**Records supplied**
■ ■ ■ ■ ■

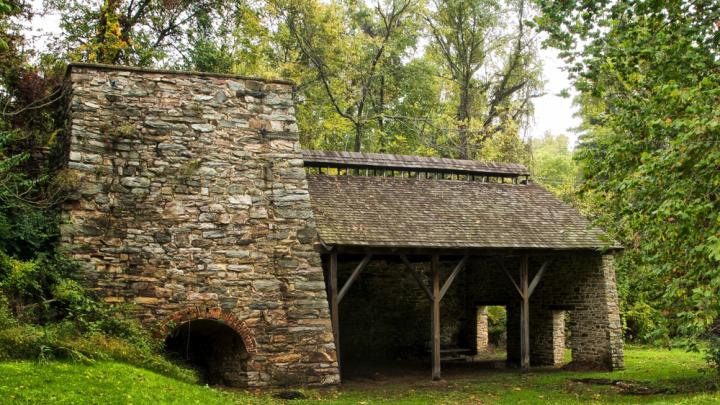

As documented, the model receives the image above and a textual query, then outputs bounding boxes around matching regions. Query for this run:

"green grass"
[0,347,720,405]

■ ■ ■ ■ ■

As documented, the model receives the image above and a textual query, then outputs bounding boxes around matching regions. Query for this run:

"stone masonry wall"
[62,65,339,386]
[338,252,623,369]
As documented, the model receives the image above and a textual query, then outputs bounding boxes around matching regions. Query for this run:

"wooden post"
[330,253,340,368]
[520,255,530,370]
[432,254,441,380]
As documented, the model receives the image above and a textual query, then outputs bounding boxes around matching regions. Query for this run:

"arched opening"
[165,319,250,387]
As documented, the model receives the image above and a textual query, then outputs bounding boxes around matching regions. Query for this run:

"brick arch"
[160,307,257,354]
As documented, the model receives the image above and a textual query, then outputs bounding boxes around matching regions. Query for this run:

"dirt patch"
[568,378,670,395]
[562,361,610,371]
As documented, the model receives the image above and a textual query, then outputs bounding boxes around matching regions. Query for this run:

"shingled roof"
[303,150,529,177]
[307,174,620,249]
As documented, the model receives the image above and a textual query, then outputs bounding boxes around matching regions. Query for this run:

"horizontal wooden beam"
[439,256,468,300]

■ ■ ■ ■ ■

**Directive**
Pull out every line in the listing above that contains the string "wooden". Case counts.

**Exercise solution**
"wooden post"
"horizontal wooden beam"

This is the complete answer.